#### What you will do:
Update the part that opens with the line containing "Batch job #47 — target class: tree foliage." and closes with the line containing "[2,538,668,1000]" by replacing "road surface" with "asphalt pavement" and keeping everything else the same. Return only those lines.

#### Entries:

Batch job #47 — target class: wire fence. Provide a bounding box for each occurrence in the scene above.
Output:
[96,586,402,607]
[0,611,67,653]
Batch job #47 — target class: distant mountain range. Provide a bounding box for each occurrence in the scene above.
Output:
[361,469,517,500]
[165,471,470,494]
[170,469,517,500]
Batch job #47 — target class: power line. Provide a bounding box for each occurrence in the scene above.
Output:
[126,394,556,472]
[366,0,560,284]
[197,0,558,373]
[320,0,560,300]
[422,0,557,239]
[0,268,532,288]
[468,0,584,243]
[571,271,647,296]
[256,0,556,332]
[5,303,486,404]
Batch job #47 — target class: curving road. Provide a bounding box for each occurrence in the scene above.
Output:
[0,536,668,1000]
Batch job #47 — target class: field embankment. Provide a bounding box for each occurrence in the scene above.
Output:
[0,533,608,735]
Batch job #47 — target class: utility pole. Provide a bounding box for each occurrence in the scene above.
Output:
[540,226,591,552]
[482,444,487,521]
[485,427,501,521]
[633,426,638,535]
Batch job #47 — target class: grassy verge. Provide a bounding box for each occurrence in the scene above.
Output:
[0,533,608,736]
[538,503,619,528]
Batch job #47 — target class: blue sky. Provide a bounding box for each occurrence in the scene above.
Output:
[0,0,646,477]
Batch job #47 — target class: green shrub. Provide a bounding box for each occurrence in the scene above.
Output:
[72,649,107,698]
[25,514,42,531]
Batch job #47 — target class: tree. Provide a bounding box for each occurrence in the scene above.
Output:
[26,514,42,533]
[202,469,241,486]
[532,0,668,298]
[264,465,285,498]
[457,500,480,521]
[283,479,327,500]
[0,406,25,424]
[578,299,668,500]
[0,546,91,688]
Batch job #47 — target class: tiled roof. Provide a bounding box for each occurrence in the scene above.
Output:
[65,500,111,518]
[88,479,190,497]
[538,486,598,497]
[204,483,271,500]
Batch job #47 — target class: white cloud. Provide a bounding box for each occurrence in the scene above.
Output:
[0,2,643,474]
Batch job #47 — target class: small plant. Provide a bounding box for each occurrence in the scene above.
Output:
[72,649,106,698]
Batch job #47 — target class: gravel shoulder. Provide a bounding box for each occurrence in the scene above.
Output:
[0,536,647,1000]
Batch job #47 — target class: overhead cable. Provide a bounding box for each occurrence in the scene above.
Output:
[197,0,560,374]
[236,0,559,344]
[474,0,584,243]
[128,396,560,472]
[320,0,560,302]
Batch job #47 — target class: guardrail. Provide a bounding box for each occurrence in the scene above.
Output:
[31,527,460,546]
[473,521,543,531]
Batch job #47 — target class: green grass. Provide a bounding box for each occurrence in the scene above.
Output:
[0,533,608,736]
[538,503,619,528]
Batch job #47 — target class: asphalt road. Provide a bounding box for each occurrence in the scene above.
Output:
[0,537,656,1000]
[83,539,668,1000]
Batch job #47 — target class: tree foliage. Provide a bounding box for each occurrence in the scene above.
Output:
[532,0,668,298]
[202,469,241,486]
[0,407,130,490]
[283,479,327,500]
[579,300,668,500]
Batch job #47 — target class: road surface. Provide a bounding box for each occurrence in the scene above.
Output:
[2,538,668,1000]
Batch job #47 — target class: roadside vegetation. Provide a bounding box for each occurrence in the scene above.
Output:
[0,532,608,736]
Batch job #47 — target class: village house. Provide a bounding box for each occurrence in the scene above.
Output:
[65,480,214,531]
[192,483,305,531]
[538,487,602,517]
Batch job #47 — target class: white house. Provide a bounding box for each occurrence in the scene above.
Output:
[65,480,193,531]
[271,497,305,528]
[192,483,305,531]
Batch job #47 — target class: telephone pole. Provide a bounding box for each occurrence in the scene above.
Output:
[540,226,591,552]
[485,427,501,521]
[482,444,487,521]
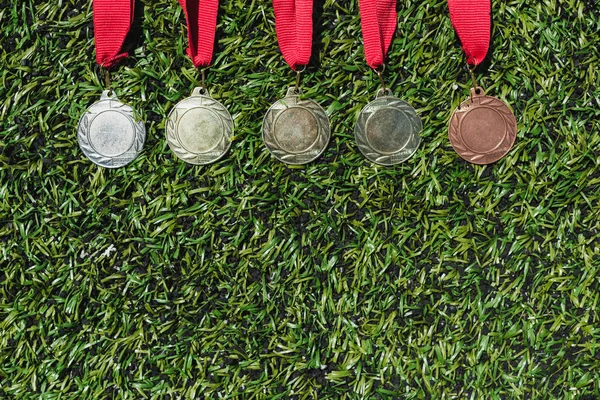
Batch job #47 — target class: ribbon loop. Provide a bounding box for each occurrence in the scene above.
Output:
[92,0,135,69]
[359,0,398,69]
[273,0,314,71]
[179,0,219,68]
[448,0,492,66]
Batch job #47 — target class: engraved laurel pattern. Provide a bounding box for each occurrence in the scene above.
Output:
[167,95,234,165]
[448,96,517,164]
[354,97,421,165]
[77,111,111,164]
[263,96,331,164]
[77,98,146,168]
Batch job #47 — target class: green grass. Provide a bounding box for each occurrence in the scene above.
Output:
[0,0,600,399]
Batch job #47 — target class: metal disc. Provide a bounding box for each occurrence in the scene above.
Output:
[448,87,517,165]
[263,87,331,165]
[77,90,146,168]
[354,90,423,165]
[167,88,233,165]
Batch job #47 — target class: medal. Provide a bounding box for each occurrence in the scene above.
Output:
[77,0,146,168]
[262,0,331,164]
[166,0,234,165]
[448,0,517,165]
[354,0,423,165]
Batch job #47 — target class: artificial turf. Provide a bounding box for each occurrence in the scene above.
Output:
[0,0,600,399]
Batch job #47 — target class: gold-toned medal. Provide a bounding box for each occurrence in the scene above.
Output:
[263,87,331,165]
[167,88,233,165]
[354,89,423,165]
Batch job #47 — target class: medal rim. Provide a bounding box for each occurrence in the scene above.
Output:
[262,88,331,165]
[448,88,518,165]
[77,90,146,169]
[354,93,423,166]
[165,89,235,165]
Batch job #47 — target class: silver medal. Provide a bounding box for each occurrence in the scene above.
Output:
[167,88,233,165]
[262,87,331,165]
[77,90,146,168]
[354,89,423,165]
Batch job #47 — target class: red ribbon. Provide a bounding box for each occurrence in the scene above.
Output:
[179,0,219,68]
[273,0,313,71]
[448,0,492,65]
[92,0,135,69]
[359,0,398,69]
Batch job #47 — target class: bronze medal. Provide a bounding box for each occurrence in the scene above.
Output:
[262,87,331,165]
[448,87,517,165]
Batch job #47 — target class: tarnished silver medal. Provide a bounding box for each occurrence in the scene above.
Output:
[262,87,331,165]
[167,87,234,165]
[77,90,146,168]
[354,88,423,165]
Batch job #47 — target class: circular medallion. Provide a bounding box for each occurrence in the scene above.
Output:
[354,90,423,165]
[167,88,233,165]
[77,90,146,168]
[263,88,331,165]
[448,87,517,165]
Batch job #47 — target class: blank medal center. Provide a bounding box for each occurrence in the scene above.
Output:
[89,110,135,157]
[365,107,413,154]
[460,107,506,153]
[177,107,223,153]
[274,107,319,154]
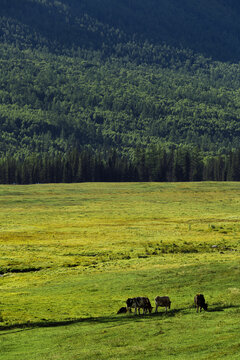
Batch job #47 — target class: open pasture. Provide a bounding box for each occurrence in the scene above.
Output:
[0,183,240,360]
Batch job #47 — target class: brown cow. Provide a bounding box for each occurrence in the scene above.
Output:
[155,296,171,312]
[194,294,208,312]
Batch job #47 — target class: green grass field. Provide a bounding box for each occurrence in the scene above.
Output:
[0,183,240,360]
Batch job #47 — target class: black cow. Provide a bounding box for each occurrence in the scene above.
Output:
[126,296,152,314]
[194,294,208,312]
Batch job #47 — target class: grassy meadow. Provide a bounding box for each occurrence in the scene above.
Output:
[0,182,240,360]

#### Expected answer:
Batch job #47 — target class: tree foliage. Provide a bounding box for each occurrence in the scene above.
Output:
[532,0,668,298]
[202,469,241,486]
[0,407,130,490]
[283,479,327,500]
[579,300,668,500]
Batch job #47 — target class: asphalt pavement. Provide a bounding box for each occurrence in the scene above.
Output:
[2,538,668,1000]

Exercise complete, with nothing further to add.